Direction
Filter the material below and copy out every line that contains the string "ceiling".

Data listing
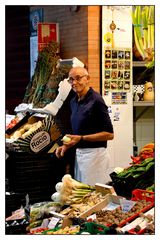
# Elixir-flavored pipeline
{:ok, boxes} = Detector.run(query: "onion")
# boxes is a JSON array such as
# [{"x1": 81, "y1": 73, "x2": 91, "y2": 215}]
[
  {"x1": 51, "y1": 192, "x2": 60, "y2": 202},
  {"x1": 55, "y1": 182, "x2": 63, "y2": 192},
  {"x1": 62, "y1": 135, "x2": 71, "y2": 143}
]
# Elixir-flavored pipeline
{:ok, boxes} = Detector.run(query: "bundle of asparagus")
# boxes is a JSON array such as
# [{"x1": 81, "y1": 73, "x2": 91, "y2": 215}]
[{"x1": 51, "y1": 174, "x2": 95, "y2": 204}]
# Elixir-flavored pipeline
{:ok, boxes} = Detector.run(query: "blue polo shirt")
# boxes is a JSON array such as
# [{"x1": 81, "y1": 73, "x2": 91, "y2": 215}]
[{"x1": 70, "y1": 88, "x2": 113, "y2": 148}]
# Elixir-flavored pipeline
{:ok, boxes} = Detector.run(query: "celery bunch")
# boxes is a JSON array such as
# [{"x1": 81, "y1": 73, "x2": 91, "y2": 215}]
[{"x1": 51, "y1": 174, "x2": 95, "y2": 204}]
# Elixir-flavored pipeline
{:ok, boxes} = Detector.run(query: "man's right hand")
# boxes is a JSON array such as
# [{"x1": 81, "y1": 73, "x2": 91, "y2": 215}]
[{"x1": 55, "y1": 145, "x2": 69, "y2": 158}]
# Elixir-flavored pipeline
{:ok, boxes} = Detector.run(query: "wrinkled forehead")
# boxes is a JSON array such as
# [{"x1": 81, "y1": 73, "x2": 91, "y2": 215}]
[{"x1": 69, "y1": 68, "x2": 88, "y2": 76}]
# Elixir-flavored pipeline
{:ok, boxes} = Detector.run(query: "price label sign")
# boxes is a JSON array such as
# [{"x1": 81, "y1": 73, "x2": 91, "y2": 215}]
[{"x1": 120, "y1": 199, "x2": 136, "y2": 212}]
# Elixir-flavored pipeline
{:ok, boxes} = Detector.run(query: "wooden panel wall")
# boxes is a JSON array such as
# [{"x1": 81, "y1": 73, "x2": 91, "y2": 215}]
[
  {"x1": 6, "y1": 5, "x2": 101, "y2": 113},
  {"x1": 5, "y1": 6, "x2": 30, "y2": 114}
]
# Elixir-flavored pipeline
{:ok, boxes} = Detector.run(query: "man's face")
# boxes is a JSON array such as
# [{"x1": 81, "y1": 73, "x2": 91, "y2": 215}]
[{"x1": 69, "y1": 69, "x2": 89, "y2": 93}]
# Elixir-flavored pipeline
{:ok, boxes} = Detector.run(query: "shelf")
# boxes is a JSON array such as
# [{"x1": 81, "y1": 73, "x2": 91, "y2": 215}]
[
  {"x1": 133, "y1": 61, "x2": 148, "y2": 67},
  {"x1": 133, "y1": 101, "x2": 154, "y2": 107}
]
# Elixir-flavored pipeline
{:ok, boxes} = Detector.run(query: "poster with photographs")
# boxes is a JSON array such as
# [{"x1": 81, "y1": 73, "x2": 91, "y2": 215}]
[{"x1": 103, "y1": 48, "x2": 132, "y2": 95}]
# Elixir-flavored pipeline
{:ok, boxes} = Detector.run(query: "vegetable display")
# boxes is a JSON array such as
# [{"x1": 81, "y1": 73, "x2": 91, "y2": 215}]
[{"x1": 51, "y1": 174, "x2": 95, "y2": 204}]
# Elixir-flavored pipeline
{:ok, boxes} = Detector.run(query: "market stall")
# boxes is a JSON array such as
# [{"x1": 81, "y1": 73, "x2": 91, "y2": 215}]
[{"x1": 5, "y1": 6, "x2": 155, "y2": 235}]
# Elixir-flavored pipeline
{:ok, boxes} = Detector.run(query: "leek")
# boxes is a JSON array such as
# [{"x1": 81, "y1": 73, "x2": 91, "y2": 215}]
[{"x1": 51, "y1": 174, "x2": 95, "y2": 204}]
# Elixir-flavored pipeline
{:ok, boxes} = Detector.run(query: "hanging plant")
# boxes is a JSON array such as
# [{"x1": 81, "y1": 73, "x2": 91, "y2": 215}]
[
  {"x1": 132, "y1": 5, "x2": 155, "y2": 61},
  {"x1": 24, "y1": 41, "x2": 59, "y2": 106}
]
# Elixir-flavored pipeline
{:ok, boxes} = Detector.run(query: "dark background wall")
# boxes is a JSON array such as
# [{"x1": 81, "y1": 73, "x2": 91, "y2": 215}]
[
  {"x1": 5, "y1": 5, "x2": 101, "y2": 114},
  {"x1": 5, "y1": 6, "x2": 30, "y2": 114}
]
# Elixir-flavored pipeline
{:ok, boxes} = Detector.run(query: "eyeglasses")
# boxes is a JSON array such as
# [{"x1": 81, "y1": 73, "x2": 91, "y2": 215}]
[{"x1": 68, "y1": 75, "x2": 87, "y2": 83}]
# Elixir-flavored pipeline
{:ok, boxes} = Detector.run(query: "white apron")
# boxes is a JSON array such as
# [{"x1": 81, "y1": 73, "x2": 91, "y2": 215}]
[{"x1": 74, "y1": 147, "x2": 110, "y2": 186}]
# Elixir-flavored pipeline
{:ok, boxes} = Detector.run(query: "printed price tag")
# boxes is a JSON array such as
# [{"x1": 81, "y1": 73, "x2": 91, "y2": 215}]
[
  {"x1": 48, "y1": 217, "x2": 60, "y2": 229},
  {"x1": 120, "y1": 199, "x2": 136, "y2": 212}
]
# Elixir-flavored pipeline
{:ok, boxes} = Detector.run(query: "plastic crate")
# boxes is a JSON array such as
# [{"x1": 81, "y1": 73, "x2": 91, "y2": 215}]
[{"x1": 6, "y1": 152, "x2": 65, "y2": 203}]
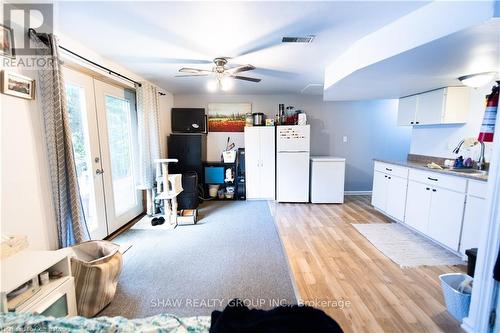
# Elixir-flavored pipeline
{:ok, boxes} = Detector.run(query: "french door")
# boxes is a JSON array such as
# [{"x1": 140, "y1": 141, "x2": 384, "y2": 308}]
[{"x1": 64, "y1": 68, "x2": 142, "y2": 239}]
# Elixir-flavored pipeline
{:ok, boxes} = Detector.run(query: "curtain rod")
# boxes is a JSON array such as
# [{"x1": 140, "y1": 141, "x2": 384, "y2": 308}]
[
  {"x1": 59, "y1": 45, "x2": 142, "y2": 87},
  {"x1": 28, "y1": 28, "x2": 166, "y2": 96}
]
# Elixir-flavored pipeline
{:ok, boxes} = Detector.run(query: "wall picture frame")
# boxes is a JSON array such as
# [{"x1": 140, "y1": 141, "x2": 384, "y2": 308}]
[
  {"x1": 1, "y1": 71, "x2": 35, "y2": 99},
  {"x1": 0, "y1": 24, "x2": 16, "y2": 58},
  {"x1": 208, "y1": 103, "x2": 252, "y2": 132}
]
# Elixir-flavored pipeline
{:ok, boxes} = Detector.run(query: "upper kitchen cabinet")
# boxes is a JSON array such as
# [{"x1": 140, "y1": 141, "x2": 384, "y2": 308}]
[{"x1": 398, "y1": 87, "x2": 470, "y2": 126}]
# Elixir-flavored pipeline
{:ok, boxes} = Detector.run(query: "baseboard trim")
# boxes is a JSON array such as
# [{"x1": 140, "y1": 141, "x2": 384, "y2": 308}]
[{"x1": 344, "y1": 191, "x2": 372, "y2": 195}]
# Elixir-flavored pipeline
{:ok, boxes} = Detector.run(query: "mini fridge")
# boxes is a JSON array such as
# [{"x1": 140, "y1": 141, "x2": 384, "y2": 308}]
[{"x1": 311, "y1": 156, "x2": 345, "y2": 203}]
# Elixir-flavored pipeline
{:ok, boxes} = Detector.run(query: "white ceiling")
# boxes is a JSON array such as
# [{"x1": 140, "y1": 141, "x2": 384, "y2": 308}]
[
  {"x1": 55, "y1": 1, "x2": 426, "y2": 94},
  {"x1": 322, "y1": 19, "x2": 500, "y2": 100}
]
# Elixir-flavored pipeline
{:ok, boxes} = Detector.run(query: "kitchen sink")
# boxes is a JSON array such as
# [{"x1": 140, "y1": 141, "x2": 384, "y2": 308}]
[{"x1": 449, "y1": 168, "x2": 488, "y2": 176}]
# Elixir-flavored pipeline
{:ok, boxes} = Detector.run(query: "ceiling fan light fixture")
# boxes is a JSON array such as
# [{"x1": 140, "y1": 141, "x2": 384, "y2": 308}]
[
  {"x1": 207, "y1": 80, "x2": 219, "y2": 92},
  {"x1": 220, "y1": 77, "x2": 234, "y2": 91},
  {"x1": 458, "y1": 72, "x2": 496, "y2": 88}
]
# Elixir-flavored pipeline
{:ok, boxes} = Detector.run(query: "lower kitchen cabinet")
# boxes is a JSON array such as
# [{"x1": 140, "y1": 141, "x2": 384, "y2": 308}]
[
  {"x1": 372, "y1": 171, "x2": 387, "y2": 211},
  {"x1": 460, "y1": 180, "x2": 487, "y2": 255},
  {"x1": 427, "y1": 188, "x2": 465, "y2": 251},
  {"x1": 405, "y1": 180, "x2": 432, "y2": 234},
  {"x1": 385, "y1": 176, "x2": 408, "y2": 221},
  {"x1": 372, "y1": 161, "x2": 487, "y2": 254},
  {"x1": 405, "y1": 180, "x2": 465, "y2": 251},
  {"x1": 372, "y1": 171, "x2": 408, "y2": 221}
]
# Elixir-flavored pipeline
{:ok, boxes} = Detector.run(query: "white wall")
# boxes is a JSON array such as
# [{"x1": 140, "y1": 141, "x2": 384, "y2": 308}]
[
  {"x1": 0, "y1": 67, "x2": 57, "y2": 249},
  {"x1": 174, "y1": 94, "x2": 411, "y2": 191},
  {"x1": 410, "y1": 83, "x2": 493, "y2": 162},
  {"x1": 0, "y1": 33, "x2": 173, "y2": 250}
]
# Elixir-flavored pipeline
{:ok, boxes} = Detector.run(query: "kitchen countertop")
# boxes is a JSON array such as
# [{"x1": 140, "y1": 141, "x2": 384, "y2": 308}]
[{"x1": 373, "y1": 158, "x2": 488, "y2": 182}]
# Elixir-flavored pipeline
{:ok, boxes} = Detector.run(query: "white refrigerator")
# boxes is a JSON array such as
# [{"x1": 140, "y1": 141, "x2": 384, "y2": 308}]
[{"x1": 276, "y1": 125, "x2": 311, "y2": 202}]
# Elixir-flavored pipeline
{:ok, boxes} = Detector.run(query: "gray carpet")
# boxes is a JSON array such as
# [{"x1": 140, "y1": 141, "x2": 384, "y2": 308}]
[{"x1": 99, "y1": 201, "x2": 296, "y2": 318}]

...

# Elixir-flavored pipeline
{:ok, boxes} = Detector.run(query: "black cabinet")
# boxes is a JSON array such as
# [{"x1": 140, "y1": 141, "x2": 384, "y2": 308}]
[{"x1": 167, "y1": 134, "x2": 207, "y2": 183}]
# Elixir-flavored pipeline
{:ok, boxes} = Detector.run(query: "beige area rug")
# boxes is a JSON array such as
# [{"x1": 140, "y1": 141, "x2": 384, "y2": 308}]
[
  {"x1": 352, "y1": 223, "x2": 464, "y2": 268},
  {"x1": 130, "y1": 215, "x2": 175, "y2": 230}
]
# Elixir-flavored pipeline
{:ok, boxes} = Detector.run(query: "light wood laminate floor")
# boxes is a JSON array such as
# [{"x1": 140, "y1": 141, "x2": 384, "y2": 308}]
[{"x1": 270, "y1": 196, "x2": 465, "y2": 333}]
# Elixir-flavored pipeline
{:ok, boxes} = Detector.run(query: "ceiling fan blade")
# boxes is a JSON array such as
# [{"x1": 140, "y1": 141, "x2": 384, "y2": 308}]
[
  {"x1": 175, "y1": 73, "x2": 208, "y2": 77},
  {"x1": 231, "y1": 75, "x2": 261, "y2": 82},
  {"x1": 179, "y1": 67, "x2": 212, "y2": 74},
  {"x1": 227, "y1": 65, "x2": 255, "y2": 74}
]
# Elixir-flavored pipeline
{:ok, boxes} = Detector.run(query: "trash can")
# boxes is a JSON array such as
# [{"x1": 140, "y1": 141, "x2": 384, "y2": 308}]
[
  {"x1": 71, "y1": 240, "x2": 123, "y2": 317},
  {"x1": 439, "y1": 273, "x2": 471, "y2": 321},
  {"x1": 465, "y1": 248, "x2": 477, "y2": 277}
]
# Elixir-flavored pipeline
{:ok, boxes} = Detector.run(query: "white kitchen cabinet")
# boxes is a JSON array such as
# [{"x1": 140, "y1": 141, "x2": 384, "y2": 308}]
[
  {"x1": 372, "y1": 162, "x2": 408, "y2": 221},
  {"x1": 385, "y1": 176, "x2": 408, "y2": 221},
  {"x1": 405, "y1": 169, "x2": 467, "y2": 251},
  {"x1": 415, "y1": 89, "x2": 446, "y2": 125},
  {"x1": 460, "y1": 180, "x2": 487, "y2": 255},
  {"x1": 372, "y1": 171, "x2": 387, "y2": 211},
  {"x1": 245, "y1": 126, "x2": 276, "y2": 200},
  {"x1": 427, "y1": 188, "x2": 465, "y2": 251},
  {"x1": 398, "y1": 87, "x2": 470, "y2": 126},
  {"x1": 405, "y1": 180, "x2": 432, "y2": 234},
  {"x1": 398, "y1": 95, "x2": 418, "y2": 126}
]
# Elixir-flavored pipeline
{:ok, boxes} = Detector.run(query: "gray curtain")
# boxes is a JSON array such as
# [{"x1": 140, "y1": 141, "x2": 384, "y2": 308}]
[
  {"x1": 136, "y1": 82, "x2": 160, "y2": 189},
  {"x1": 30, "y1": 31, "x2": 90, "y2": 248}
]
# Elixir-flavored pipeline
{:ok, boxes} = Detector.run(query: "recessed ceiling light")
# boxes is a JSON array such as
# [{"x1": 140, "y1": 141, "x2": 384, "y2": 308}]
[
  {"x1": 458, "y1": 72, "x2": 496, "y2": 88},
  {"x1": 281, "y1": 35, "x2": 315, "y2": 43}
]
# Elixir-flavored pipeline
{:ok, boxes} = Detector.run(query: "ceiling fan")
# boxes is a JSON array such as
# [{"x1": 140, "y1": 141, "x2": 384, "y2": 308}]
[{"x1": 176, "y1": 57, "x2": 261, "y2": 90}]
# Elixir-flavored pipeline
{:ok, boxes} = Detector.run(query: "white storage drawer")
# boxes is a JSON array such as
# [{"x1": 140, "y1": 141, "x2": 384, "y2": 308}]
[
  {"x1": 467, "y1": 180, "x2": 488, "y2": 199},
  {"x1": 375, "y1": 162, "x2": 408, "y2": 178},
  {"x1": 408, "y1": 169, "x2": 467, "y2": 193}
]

--

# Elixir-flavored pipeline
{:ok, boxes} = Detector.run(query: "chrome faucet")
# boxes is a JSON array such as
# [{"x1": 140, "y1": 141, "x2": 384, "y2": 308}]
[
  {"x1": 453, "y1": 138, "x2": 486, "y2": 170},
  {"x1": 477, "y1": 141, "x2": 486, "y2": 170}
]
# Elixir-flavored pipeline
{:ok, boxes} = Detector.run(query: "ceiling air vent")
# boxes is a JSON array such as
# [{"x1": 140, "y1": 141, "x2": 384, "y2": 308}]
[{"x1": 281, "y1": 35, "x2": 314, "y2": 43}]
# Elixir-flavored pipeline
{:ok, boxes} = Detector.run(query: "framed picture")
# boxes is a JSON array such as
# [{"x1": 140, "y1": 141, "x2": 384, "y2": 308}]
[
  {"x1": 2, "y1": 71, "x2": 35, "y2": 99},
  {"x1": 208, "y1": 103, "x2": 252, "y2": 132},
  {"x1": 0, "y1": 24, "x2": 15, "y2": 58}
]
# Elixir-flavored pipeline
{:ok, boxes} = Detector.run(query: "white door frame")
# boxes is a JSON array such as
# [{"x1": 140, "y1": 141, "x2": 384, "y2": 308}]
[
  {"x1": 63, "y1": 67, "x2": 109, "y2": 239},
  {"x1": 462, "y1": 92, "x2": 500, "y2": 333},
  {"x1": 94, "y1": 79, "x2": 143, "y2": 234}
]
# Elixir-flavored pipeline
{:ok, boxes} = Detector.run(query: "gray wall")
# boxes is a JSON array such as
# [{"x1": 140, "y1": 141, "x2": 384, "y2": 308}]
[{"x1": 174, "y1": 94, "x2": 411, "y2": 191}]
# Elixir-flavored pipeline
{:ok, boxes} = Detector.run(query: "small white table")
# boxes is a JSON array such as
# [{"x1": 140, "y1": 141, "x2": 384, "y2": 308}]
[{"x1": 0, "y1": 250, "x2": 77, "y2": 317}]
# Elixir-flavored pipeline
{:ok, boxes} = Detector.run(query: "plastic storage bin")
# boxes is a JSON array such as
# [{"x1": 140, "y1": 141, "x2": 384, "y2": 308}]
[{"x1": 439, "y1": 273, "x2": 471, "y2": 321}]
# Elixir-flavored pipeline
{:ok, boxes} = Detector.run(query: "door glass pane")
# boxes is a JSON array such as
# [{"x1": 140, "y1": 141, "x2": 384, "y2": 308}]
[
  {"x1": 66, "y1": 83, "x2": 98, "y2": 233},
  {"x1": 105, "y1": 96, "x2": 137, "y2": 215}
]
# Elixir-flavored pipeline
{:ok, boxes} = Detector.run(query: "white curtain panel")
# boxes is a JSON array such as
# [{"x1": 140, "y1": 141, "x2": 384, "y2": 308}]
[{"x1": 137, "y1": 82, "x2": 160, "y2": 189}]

Task result
{:ok, boxes} = Detector.run(query: "white ceiling")
{:ok, boxes} = Detector.run(query: "ceiling fan light fixture")
{:ok, boxes} = Detector.run(query: "ceiling fan blade")
{:ok, boxes} = Detector.run(query: "recessed ceiling light")
{:ok, boxes} = Detector.run(query: "ceiling fan")
{:ok, boxes} = Detector.run(query: "ceiling air vent")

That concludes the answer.